_WORK TASK_:
Search the records for the string "headlight" and return each line that has it.

Dataset excerpts
-=-=-
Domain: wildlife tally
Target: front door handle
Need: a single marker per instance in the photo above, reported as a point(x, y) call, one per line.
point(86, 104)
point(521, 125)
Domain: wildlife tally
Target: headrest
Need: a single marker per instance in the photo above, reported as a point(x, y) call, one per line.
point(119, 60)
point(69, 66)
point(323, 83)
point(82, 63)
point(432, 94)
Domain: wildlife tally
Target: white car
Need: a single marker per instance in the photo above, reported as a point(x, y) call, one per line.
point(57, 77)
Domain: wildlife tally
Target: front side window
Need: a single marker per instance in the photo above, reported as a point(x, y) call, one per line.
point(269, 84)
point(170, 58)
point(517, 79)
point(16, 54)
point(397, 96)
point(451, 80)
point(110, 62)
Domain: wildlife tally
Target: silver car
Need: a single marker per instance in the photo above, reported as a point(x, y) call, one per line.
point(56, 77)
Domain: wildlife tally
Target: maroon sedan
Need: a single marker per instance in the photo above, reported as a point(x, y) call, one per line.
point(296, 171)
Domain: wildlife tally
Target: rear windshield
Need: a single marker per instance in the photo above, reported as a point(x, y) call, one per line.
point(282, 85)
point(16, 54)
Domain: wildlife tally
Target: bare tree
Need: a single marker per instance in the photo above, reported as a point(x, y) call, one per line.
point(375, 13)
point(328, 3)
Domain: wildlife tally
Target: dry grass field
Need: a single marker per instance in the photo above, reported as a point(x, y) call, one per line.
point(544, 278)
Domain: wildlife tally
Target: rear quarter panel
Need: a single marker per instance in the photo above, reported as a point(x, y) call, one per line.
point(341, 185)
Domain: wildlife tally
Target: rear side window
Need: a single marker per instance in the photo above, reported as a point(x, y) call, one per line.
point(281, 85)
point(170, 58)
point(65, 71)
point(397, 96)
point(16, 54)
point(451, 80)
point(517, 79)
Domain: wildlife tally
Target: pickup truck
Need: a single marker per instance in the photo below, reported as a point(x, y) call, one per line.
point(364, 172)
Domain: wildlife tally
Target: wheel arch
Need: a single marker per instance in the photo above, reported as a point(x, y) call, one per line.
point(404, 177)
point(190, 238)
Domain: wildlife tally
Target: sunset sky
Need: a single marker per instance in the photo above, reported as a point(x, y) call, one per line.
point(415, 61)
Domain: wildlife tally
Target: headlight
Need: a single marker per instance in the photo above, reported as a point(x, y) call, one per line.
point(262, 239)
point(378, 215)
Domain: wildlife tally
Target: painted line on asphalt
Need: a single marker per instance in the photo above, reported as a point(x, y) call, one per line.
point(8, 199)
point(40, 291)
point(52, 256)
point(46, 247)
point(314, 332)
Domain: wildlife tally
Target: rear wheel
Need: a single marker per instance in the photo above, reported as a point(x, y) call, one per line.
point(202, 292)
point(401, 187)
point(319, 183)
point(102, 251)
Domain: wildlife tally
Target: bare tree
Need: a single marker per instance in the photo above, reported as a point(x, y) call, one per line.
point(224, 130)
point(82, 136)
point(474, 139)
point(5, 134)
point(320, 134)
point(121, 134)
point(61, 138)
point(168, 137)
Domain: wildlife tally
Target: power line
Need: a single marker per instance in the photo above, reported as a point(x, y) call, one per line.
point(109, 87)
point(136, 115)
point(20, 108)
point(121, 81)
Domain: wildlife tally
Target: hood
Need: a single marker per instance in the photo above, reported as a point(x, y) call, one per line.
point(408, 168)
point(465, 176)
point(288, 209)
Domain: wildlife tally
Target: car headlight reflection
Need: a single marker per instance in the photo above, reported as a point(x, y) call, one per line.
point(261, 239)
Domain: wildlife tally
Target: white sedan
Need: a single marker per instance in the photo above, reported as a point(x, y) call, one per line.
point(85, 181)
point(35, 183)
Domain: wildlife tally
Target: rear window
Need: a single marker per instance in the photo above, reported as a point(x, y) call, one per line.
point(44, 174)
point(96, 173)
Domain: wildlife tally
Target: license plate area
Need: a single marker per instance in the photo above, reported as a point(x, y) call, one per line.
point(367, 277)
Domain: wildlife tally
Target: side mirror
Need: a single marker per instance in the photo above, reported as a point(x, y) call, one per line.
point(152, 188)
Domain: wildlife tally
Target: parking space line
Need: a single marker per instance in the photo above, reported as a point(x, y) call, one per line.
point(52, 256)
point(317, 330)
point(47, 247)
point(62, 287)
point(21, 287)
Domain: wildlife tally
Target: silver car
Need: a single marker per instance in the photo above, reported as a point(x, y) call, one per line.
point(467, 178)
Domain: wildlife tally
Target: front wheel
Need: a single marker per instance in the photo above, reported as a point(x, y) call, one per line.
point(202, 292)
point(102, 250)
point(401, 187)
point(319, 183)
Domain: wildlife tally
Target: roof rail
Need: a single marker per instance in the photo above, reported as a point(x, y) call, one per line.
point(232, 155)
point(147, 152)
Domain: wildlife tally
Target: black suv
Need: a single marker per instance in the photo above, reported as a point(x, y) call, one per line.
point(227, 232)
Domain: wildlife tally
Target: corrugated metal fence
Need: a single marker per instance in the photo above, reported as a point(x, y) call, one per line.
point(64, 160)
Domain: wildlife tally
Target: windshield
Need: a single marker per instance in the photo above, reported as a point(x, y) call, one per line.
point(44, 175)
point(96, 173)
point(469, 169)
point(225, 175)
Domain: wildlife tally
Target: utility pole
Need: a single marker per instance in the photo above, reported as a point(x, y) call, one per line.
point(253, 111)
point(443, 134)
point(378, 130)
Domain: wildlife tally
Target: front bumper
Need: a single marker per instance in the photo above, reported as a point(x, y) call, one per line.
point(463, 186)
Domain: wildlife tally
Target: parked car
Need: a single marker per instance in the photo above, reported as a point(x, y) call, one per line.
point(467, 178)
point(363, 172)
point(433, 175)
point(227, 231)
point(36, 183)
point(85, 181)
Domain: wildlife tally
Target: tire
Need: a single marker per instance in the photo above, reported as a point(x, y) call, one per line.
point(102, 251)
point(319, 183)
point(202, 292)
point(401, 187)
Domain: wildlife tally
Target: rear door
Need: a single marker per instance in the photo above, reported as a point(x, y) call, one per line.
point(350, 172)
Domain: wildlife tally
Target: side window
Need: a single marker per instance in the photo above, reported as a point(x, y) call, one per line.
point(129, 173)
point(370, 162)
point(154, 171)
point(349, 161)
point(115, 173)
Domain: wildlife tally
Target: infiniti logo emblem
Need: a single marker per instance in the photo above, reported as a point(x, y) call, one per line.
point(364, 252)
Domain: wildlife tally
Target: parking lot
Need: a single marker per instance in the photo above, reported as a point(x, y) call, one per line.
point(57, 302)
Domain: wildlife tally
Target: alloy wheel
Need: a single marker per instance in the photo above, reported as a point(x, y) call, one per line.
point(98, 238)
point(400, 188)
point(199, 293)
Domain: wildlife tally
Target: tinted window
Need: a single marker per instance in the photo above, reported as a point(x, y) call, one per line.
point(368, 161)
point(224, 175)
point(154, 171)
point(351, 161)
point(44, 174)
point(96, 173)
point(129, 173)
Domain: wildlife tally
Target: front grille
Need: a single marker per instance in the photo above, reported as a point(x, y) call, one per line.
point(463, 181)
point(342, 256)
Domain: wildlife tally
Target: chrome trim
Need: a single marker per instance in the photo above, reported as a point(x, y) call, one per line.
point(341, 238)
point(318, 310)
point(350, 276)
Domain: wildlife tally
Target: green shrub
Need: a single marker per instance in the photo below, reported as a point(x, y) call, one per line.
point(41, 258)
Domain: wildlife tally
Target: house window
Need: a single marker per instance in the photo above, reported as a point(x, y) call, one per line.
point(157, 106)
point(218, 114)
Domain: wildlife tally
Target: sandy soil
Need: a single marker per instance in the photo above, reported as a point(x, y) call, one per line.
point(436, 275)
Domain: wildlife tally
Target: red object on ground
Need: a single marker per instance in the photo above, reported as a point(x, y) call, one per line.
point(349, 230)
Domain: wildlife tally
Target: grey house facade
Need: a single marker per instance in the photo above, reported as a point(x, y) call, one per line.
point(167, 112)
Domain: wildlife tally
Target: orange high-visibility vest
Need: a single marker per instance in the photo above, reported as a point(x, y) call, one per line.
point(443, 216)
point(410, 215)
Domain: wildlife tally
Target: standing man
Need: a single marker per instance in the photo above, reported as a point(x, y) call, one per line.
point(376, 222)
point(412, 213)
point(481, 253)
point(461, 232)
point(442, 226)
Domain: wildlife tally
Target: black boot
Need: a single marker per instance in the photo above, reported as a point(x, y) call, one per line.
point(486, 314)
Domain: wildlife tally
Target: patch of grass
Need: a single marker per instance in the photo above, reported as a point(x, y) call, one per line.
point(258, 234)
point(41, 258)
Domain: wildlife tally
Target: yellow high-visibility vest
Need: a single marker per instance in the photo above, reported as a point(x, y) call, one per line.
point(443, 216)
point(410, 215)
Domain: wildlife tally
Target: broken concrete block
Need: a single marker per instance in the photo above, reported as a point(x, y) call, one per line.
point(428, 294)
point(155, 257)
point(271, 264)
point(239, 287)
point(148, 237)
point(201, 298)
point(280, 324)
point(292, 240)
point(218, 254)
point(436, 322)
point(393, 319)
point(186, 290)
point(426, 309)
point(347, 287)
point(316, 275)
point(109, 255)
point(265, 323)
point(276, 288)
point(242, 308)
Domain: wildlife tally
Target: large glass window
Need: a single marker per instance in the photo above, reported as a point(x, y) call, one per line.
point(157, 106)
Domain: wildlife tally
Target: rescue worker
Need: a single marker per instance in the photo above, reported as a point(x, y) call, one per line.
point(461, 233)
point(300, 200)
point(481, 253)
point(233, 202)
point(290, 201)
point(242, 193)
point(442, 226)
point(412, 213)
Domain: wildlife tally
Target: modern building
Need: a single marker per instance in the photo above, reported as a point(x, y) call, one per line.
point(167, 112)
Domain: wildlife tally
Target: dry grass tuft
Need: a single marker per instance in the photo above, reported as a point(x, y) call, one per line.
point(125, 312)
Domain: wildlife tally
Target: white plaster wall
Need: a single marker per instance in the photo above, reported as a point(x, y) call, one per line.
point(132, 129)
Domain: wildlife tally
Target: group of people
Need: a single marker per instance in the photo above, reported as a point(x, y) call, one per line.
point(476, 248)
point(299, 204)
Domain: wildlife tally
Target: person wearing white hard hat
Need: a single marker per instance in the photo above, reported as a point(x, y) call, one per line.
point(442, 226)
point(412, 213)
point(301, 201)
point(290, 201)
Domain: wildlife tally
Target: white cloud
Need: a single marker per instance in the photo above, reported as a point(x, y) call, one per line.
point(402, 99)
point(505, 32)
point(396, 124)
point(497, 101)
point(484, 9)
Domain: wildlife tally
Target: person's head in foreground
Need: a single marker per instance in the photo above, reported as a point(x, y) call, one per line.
-=-=-
_THE COMPLETED TASK_:
Target: headlight
Target: car headlight reflection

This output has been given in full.